**Objective**: Count the lines in the data below that contain the word "chimney", and give only that number.

**Stored records**:
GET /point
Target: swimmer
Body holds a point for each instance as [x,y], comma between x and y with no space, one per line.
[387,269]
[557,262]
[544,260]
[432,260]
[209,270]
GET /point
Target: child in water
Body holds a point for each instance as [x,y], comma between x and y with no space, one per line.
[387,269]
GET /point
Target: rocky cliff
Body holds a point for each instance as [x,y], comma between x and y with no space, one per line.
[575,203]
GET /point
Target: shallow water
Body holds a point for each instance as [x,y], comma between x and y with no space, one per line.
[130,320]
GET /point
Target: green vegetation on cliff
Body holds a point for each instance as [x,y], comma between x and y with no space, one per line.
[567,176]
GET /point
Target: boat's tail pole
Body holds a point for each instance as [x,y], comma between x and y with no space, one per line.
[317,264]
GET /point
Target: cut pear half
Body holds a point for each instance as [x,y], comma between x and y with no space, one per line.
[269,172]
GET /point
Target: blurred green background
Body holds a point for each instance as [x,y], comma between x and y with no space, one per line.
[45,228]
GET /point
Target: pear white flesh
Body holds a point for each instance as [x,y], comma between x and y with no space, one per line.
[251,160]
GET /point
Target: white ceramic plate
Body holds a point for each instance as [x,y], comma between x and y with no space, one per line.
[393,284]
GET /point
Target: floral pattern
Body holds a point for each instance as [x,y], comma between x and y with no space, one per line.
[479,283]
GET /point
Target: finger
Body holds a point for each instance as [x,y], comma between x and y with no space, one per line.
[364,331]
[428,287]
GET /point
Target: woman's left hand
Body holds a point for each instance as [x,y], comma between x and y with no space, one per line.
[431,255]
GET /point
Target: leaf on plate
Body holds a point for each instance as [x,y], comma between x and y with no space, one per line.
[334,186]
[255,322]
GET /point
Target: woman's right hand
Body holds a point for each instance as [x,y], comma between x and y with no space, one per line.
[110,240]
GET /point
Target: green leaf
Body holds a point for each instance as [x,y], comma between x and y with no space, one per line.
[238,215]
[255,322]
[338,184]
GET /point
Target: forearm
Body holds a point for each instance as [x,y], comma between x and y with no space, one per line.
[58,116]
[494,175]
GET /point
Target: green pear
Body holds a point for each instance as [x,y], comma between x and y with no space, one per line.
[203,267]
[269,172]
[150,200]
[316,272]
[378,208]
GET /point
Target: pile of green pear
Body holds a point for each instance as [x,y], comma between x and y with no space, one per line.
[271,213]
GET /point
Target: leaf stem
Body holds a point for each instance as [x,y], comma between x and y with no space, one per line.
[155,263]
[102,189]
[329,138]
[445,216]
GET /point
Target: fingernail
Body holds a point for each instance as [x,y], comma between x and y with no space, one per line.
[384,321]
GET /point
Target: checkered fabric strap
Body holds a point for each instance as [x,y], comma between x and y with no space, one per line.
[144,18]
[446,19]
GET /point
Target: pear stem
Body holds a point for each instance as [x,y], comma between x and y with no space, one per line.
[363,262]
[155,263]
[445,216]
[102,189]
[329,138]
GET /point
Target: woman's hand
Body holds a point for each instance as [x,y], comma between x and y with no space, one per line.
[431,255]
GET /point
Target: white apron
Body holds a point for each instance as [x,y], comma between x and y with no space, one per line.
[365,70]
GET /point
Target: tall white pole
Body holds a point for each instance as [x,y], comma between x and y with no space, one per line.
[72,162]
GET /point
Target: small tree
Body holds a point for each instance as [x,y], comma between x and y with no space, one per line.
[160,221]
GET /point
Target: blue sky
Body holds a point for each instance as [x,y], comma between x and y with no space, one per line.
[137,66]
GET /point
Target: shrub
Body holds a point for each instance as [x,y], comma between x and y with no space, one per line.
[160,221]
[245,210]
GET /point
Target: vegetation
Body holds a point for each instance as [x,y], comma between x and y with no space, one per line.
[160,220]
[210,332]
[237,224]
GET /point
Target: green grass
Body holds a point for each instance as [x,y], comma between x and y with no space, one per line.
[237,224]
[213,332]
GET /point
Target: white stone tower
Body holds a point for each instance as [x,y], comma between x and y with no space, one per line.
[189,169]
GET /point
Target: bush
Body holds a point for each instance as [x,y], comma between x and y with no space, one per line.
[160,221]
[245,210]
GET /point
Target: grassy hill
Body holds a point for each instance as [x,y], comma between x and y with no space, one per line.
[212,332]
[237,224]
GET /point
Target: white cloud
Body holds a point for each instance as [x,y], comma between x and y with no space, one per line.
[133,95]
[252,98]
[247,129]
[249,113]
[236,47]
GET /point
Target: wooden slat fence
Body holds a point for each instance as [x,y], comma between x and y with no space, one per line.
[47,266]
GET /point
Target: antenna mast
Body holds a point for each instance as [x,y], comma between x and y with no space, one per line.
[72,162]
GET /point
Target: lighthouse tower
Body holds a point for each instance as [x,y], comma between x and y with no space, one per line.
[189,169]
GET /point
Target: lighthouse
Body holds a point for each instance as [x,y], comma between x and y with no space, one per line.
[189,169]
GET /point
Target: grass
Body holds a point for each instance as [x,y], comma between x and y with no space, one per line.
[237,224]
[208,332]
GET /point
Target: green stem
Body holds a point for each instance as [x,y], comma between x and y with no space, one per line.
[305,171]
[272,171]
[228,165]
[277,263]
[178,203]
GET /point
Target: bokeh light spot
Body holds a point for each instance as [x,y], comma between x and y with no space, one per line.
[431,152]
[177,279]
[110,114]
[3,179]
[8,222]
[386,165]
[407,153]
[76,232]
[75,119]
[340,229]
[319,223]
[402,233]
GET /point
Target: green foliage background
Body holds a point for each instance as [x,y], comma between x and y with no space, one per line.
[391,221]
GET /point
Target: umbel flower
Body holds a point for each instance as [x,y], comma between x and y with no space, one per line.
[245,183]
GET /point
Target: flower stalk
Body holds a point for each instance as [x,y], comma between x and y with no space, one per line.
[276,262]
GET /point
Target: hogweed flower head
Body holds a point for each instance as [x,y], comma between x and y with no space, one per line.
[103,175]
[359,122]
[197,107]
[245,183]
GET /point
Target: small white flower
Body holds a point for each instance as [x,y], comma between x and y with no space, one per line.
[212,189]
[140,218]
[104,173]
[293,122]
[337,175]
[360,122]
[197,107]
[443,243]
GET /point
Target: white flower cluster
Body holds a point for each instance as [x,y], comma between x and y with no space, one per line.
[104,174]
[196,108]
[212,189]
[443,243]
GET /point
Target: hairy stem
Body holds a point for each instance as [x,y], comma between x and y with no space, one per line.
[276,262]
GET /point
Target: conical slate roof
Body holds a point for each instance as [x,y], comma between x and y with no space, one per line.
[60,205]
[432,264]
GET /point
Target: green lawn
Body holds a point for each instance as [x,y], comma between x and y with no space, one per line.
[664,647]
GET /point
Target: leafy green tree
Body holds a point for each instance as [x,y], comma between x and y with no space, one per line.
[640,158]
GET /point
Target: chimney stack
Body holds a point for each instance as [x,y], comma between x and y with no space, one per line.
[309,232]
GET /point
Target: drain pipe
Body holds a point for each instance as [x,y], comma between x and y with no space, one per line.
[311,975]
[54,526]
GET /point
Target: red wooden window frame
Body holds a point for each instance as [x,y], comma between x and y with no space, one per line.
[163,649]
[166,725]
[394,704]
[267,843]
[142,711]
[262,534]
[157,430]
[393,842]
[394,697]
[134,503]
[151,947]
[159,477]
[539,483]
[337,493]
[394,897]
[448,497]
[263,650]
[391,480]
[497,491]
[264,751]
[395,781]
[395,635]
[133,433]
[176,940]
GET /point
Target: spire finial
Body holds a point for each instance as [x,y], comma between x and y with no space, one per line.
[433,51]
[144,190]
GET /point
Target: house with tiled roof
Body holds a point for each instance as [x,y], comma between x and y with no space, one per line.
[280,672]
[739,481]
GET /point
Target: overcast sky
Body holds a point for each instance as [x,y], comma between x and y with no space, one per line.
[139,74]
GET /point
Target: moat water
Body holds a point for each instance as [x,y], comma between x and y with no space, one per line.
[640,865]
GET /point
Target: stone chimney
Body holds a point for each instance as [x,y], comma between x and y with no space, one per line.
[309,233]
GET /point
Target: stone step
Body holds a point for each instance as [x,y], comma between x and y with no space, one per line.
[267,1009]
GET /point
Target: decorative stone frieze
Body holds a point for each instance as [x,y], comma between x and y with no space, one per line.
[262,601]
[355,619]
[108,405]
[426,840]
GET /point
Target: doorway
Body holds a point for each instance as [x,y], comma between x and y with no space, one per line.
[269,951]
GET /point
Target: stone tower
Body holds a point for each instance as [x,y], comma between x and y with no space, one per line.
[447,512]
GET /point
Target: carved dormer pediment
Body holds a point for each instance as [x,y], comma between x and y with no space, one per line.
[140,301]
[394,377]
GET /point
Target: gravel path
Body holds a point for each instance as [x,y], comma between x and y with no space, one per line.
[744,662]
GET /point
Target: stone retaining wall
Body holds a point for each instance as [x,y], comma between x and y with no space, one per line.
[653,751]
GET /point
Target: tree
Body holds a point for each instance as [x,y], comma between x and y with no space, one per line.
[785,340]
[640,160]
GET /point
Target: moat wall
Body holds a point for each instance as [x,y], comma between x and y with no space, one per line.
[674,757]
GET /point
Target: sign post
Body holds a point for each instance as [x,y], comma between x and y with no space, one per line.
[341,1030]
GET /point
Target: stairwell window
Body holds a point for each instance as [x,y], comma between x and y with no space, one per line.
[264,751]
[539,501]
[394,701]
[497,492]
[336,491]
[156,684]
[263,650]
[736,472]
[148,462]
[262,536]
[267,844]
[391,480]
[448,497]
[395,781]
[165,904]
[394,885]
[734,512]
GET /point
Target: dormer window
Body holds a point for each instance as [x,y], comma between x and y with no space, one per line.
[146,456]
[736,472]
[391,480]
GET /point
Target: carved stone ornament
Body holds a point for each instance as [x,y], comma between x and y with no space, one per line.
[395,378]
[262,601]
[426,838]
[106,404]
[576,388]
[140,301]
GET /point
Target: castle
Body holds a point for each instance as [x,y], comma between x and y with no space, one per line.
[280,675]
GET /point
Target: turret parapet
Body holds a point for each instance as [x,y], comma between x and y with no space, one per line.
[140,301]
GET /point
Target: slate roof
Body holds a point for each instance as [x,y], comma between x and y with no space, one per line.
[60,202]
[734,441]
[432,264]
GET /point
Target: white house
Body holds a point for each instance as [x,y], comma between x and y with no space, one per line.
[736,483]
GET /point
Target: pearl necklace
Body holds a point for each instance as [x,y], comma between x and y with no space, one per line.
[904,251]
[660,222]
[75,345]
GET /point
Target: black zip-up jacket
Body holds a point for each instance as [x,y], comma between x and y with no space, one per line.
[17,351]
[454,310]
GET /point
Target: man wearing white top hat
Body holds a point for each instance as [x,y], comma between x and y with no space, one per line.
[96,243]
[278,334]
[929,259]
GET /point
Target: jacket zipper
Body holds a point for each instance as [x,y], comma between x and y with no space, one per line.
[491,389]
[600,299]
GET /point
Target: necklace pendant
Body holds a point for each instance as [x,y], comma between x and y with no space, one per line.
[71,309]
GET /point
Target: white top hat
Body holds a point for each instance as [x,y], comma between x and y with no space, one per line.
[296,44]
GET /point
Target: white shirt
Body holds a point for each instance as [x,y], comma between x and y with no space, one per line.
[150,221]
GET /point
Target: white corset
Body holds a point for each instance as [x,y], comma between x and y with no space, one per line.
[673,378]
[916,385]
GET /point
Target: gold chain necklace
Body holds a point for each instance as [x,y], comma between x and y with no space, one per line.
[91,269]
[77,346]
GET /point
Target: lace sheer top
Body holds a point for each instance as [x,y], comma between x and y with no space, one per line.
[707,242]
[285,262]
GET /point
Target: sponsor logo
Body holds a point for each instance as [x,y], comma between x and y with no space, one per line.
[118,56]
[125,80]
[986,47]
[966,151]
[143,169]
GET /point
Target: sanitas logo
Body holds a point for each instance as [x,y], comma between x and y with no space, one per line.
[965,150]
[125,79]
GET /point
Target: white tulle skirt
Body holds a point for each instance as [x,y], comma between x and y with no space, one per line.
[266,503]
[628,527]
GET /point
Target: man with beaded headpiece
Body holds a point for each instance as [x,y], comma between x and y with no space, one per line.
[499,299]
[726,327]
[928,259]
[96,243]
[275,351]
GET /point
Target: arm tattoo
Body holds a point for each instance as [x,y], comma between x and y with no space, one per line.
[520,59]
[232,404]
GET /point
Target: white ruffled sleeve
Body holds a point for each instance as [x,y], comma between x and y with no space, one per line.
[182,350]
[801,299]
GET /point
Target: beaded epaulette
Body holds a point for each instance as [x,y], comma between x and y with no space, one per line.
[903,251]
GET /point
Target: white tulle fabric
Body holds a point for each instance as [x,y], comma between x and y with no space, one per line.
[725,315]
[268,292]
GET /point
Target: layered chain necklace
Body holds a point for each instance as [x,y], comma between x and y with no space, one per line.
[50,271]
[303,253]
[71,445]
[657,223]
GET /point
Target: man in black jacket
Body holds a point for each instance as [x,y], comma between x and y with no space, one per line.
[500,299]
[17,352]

**Completed exercise**: 2